● **SOURCE EXCERPT**
SG: Which do you think might be the defining similarities and differences in the aesthetics of your recent works, considering your previous work?

DD: There is a change in materiality and message, but it didn’t derive from the need of a certain aesthetics. Foremost, it comes from an inner change of perspective. The fact that a new aesthetics came out of this, concerns me less. Whereas my early work was more explicit, I’m now seeking to have a dialogue with the material, not an imposed monologue. Previously, the works had a certain sense of drama, being perhaps more declamatory, while the creative present is willing to play, cheerfully, joyously. I sometimes perceive my recent work as being very self-ironical, actually.

Signing with STRATA Gallery marks an important moment in my artistic path, from the approach point of view. I somehow stopped following an aesthetic pursuit. I’m now more interested in clogging any clear course.

SG: The topics you’ve addressed in the past years carry a message of responsibility. They are often social themes referring to different crisis situations you’re pointing a finger to. Should we look up for such messages in your latest show, ALLreadymade?

DD: “Axis Mundi”, for example, was for me an attempt to disconnect myself from the figurative as an artistic way, and an alibi for a conceptual approach, by using the symbol and the geometry. I wavered between the objective reality of deforestation, and an ethic inner manifesto which derived. However, both the idea of conceptual sculpture and that of incorporating social messages imposed limitations from which I tried to break free. ALLreadymade marks a new beginning. A creative process with a starting point that requires no finality or purpose. I see it as a journey – the more abstract and full of unknown, the better.

● **DATA**
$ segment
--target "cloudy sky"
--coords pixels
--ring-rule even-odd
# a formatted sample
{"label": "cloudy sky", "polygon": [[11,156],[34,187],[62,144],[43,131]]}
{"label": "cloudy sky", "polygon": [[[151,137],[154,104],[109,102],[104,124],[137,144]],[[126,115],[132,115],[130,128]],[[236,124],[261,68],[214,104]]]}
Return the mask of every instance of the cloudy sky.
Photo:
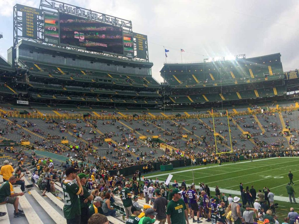
{"label": "cloudy sky", "polygon": [[[299,1],[295,0],[60,0],[132,21],[134,32],[147,35],[153,76],[169,50],[168,62],[245,54],[247,58],[280,52],[285,71],[298,68]],[[0,54],[13,44],[13,7],[38,7],[39,0],[0,0]],[[204,56],[203,56],[204,55]]]}

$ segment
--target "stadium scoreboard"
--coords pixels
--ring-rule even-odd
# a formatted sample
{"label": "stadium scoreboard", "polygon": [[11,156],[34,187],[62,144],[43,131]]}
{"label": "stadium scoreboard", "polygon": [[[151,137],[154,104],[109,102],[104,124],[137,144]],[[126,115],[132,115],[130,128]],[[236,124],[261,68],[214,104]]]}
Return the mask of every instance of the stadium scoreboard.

● **DIRECTION A**
Name every proper noun in the artist interview, leaving out the speakers' initials.
● **DIRECTION B**
Carry on the artist interview past its final sentence.

● **TASK OUTPUT A**
STRATA Gallery, ALLreadymade, Axis Mundi

● **TASK OUTPUT B**
SG: Did you premeditate the works included in the ALLreadymade show, or were they born rather out of free work, material and/or chance?

DD: I usually start working from an idea, which sometimes can be a sign or a state of mind. I then try to find the most suitable ways of expressing that idea. Works are like lines, their course may converge or overlay, sometimes they meet, sometimes they go apart again.

SG: To what extend are you influenced by the exhibition space in selecting the artworks for a show? How did you choose to communicate with the gallery’s space?

DD: The space is very important. We don’t have an education in this matter, we’re not being taught how to relate to the space in the creative process, and furthermore, when developing an exhibition concept. The more I decode and understand a space, the more I feel the need to adapt and adjust systematically. It’s a relationship you boost and witness, between the object and the space, and it determines the starting point of an exhibition. Paradoxically, you get detached from the object, by placing it within a certain different context. And this very detachment may favor the object – by canceling the initial background, the placenta, you extend its perspectives, the cognition range.
Besides, any give space is an unrepeatable (love)story.

SG: Is there a sense of attachment to your artworks? Are you more connected in a nostalgic way to your early works or are you curiously drawn to your latest projects?

DD: I usually don’t feel any attachment to my artworks. There might be a sense of attachment during the creative process, but it ends as soon as I get tired… I’m interested only in the present, I don’t project the future. As for the past, it’s “ALLready” lost. In this sense, I find retrospectives to be sad. So obviously, I am more connected to my recent works.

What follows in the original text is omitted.